Não faço a mínima ideia se o Deputado do PS Pedro Nuno
Santos aspirou de facto ao seu momento de prime time com a sua diatribe
rapidamente capturada por uma rádio local. Talvez uma Assembleia local menos
motivada tenha determinado o arrebatamento do “Não pagamos, não pagamos”, que é
uma palavra de ordem que poderia ter perfeitamente substituído o “estou-me
marimbando para os credores”.
Mas se foi ou não um acto premeditado é o que menos
importa. As sucessivas justificações que o próprio Deputado foi deixando ao
longo dos dias seguintes são mais intrigantes. Pelos vistos, lendo afirmações
do próprio, o objectivo seria colocar no centro da discussão a reivindicação de
uma agenda de crescimento para a Europa, forçando essa perspectiva através de
uma estratégia negocial em que a possibilidade de não pagar é a “única” (opinião
do Deputado) arma ao alcance de um país devedor, pequeno, o que não é
despiciendo, acrescento eu.
Há que convir que se trata de uma forma muito pouco canónica
e algo obtusa de colocar no centro da discussão a Agenda de Crescimento para a
Europa, sem a qual a terapia da austeridade vai enredar-se nas suas próprias
contradições. E Manuel Alegre rapidamente se juntou ao sentido trágico do evento
com algo de semelhante a isto: ‘Jovem Pedro, estou contigo, precisamos de
gritos de alma desta natureza, não capitularemos’.

*DADOS FORNECIDOS*:
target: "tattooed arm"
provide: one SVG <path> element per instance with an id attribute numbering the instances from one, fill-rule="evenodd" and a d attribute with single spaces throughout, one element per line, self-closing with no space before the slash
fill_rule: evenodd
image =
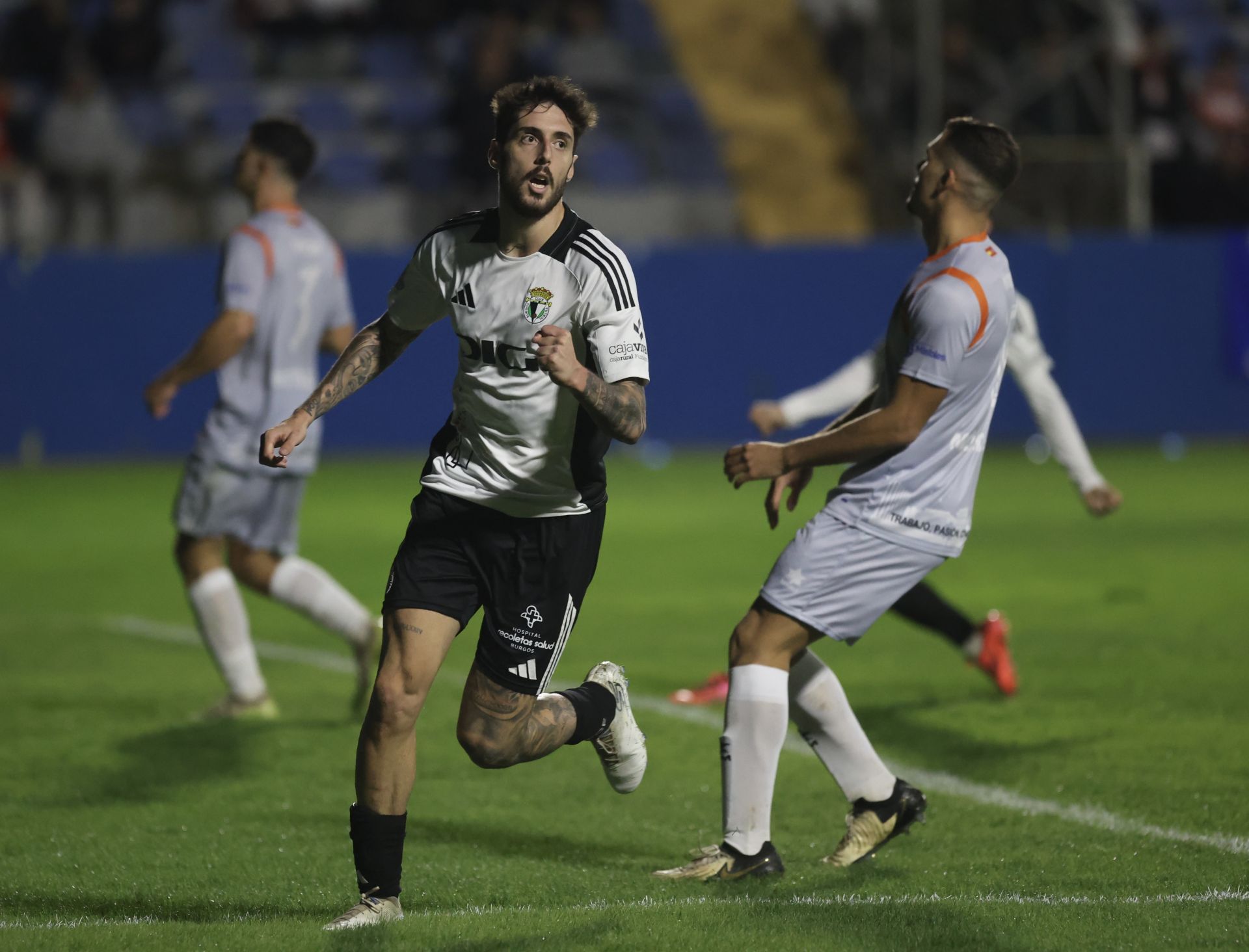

*TAREFAS A REALIZAR*:
**A.** No texto de origem, quem se juntou rapidamente ao sentido trágico do evento?
**B.** Liste todas as expressões que aparecem entre aspas no texto de origem.

*RESPOSTAS NUMERADAS*:
**A.** Manuel Alegre.

**B.**
- "Não pagamos, não pagamos"
- "estou-me marimbando para os credores"
- "única"
- 'Jovem Pedro, estou contigo, precisamos de gritos de alma desta natureza, não capitularemos'